### WORK TO COMPLETE
A: In the curve-fitting thread, why does the reply at the end make the fit function return Xc when P is less than Padh? Answer in one to three sentences.
B: Continue the curve-fitting thread from the point where it stops.

This seems like a problem that would be generic to all scientific software doing least-squares fitting, but I couldn't find similar discussions with a google search.
Thank you for any ideas or recommendations you share.
I think the only way to handle that is to make your fitting function return a real value for X < Padh (I think I have that right, eh?). I tried adding this to your fitting function:
P = 2*w[1] - P
endif
That makes the function symmetric about Padh. But when I ran your fitting function, it resulted in a major distortion of the entire fit curve. So it is not at all clear how to patch up your fitting function appropriately.
What you really need is a function that magically returns the "expected" Y value for the "fixed up" X value. I don't know how to do that.
I also note that it looks like you have noise in the X direction, and that is really the crux of the issue. You may also need to use ODR fitting: DisplayHelpTopic "Errors in Variables: Orthogonal Distance Regression". But that will still require solving the issue of an appropriate way to make the fit function return real values.
Sudden thought- is there any possibility of fitting X vs Y to the inverse of your function? Possibly finding the inverse is not possible...
January 9, 2023 at 10:58 am - Permalink
Thank you. You're right, there is some experimental noise in X so I get some data where the physics of the situation says there should not be any. Your response alerted me to the fact that you can fit piecewise functions, which I was unaware of but now see there is an entire section of the manual about. Instead of making the function symmetric, I tried setting it to Xc for P<Padh, so ChiSquared is large for datapoints outside the function's domain of validity but not gigantic:
Wave w
Variable P
//CurveFitDialog/ These comments were created by the Curve Fitting dialog. Altering them will
//CurveFitDialog/ make the function less convenient to work with in the Curve Fitting dialog.
//CurveFitDialog/ Equation:
//CurveFitDialog/ variable result
//CurveFitDialog/ if (P< Padh)
//CurveFitDialog/ result = Xc
//CurveFitDialog/ else
//CurveFitDialog/ result = Xc + a0^2/R* ( (alpha+sqrt(1-P/Padh))/(1+alpha) )^(4/3) - (-2.160*alpha^0.019+2.7531*alpha^0.064+0.073*alpha^1.919)*a0^2/R* ( (alpha+sqrt(1-P/Padh))/(1+alpha) )^(2*(0.516*alpha^4-0.683*alpha^3+0.235*alpha^2+0.429*alpha)/3)

### RECORDS PROVIDED
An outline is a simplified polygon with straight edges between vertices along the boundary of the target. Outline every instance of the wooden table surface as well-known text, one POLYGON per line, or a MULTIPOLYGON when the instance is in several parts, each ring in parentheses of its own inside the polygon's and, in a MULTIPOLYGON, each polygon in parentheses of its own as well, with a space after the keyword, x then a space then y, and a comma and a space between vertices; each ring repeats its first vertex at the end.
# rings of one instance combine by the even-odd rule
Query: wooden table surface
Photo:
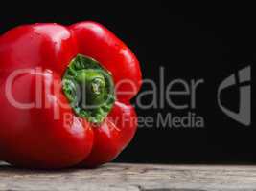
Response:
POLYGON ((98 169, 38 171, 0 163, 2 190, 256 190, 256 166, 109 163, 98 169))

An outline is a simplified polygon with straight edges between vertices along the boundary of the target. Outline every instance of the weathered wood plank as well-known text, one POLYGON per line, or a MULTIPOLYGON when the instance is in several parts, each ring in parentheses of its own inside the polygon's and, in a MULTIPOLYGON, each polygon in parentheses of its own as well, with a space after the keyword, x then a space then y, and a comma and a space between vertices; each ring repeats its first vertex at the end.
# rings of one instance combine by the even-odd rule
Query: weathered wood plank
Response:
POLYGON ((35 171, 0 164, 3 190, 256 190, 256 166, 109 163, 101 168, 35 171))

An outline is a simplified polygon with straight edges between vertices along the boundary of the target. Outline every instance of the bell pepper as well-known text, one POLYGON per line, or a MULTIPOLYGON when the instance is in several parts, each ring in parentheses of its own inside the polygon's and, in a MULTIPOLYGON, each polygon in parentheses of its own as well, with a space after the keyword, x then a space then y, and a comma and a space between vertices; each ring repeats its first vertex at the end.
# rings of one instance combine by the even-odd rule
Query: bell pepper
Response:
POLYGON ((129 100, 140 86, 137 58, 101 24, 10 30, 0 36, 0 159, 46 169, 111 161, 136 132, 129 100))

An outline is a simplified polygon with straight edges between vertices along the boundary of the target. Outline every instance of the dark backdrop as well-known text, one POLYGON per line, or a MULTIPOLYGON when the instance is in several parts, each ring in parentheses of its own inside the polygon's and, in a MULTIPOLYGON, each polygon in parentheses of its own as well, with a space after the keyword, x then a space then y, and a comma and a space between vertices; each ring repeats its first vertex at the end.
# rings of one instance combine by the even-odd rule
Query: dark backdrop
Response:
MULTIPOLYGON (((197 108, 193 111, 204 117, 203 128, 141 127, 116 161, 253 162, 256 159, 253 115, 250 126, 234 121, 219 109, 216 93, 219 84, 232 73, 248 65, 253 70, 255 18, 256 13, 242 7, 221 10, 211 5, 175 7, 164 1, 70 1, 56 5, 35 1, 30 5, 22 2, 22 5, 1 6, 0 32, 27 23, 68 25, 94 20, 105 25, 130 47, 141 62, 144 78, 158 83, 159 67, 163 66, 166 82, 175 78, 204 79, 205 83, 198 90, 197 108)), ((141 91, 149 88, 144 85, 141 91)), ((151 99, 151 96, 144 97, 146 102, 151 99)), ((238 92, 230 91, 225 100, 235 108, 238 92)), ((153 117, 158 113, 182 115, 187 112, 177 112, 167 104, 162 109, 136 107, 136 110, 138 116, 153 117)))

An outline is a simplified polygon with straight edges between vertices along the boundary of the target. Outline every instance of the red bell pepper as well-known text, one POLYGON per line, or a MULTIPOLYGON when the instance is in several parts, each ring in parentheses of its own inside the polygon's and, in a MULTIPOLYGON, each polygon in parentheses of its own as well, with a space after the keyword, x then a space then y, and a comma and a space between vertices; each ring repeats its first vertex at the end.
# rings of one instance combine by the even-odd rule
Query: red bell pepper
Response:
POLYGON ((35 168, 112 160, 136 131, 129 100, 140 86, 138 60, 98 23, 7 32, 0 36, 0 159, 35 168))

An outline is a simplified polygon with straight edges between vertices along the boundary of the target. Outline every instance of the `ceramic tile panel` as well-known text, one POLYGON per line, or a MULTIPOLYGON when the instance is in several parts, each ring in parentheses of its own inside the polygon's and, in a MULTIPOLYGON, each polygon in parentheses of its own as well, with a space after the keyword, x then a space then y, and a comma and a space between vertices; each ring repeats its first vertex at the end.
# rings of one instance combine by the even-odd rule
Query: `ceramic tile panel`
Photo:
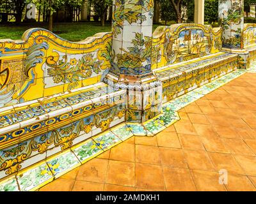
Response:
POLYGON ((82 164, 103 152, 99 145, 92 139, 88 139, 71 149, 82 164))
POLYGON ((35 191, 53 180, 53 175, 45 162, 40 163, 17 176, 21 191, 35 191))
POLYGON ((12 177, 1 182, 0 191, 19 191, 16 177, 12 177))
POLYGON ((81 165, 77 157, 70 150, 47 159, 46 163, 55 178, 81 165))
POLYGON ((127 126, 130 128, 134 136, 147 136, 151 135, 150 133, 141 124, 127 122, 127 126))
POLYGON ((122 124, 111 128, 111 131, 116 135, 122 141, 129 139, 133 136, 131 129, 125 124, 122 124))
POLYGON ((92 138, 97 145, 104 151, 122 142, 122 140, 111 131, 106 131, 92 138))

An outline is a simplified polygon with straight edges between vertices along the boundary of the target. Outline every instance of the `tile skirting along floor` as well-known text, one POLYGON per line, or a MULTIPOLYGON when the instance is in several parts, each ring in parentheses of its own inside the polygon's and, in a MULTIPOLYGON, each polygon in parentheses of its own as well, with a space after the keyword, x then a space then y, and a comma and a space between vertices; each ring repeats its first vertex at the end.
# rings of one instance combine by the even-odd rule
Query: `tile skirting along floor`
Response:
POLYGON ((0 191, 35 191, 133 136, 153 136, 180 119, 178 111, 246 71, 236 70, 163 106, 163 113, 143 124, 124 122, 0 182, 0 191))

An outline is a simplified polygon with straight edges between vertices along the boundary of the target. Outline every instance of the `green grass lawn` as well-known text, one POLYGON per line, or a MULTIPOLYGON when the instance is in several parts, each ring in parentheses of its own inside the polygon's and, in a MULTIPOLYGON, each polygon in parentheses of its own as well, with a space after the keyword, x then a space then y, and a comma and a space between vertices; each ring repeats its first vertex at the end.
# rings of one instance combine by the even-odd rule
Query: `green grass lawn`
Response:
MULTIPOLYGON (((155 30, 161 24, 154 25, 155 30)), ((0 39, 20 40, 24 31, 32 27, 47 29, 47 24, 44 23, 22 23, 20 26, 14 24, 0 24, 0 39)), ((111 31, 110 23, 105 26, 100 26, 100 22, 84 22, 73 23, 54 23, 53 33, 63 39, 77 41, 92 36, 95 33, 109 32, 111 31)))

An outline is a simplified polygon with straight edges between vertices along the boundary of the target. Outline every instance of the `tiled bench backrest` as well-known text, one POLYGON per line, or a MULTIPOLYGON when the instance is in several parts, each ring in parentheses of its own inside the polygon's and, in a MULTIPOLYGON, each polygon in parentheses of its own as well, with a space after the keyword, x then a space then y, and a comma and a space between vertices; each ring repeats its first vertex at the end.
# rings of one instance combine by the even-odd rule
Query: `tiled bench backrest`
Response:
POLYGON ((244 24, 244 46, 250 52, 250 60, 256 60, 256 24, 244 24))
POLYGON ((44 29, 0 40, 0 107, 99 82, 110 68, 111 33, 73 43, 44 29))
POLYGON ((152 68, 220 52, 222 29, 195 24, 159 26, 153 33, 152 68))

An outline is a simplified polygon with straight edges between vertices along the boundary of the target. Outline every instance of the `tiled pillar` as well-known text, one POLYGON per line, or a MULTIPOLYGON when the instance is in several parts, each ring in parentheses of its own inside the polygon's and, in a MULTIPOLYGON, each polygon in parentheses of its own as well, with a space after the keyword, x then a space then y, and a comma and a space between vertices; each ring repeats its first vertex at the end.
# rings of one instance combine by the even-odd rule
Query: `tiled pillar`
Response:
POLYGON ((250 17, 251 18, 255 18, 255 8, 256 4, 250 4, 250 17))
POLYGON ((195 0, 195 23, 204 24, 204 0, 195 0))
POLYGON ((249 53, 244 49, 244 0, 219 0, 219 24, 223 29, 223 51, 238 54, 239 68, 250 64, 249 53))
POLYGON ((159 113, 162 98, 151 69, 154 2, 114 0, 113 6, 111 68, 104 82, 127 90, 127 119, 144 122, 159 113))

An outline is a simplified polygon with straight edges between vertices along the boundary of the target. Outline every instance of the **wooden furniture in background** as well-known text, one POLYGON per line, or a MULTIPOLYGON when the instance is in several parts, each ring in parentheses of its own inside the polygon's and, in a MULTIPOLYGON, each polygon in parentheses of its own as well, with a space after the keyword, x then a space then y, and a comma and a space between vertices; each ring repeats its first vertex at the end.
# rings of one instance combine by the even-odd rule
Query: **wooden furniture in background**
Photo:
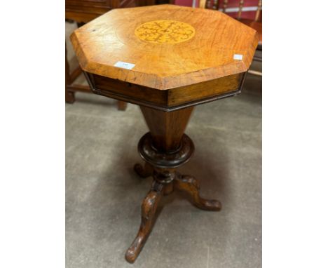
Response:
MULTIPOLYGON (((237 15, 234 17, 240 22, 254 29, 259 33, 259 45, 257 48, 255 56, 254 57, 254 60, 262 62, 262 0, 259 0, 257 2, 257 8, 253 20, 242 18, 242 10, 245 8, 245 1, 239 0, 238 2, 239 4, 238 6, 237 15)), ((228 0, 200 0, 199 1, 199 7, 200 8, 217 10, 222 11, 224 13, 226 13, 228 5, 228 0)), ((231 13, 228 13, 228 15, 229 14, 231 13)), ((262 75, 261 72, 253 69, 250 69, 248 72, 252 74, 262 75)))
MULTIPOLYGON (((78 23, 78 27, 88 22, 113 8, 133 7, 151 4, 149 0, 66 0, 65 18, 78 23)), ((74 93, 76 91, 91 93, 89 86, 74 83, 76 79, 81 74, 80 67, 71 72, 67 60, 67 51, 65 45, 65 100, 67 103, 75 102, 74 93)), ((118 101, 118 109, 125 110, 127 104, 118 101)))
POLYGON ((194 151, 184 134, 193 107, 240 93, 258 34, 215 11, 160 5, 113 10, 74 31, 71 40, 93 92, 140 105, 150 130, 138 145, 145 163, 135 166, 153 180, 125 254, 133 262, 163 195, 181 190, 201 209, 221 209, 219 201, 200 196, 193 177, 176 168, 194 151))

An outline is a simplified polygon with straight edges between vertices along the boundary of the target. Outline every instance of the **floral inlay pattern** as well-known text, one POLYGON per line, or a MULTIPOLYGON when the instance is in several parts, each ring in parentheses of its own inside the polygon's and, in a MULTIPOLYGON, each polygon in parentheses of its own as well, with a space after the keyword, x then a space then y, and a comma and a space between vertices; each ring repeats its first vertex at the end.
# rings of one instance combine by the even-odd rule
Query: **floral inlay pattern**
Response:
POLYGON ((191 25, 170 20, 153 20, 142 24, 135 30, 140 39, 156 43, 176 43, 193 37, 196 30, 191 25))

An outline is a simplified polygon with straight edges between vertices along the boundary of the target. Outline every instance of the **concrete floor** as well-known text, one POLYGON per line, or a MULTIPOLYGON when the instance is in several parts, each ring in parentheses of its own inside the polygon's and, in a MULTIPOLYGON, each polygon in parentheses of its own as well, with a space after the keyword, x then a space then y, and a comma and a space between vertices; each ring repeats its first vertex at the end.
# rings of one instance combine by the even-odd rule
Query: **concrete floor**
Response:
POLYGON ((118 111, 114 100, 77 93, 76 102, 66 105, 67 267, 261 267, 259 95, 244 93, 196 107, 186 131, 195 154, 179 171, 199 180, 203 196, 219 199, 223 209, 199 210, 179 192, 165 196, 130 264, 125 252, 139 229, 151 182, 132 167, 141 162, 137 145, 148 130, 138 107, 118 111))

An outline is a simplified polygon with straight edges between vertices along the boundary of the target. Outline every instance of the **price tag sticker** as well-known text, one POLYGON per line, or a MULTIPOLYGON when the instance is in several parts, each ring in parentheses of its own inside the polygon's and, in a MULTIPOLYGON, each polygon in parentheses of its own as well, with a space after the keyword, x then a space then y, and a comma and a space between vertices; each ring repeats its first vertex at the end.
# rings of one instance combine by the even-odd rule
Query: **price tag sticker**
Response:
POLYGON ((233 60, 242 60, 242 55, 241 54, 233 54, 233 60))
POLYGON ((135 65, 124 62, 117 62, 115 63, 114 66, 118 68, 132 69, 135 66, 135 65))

### THE REPLIES
A: Returning Xc for P<Padh keeps ChiSquared large but not gigantic for data points outside the function's domain of validity. Those points show up because experimental noise in X produces data where the physics says there should be none.

B:
//CurveFitDialog/ endif
//CurveFitDialog/ f(P) = result
//CurveFitDialog/ End of Equation
//CurveFitDialog/ Independent Variables 1
//CurveFitDialog/ P
//CurveFitDialog/ Coefficients 5
//CurveFitDialog/ w[0] = a0
//CurveFitDialog/ w[1] = Padh
//CurveFitDialog/ w[2] = Xc
//CurveFitDialog/ w[3] = alpha
//CurveFitDialog/ w[4] = R
variable result
if (P< w[1])
result = w[2]
else
result = w[2] + w[0]^2/w[4]* ( (w[3]+sqrt(1-P/w[1]))/(1+w[3]) )^(4/3) - (-2.160*w[3]^0.019+2.7531*w[3]^0.064+0.073*w[3]^1.919)*w[0]^2/w[4]* ( (w[3]+sqrt(1-P/w[1]))/(1+w[3]) )^(2*(0.516*w[3]^4-0.683*w[3]^3+0.235*w[3]^2+0.429*w[3])/3)
endif
return result
End
After constraining the output to reasonable values, this does seem to result in a reasonable fit, although the output still seems to have Padh migrate to the position of the smallest P in the dataset. I assume this is because for this particular dataset (I have other curves with many more points) those few somewhat large ChiSquared values result in Padh getting pushed downward to reduce their ChiSquared contribution:
// with more general Pietremont equation
Function FDcalculateWithHold_nanoJKRDMT_single(Zsens,Defl,R)
Wave Zsens,Defl
Variable R //tip radius
variable delta,i,ZeroLoad,maxForce,maxDisp, ZeroDisp
variable a0_bar,Fadh_bar, Modulus, WorkOfAdh
string nameString = "FDparams_DMTJKR_" + nameofwave(Defl)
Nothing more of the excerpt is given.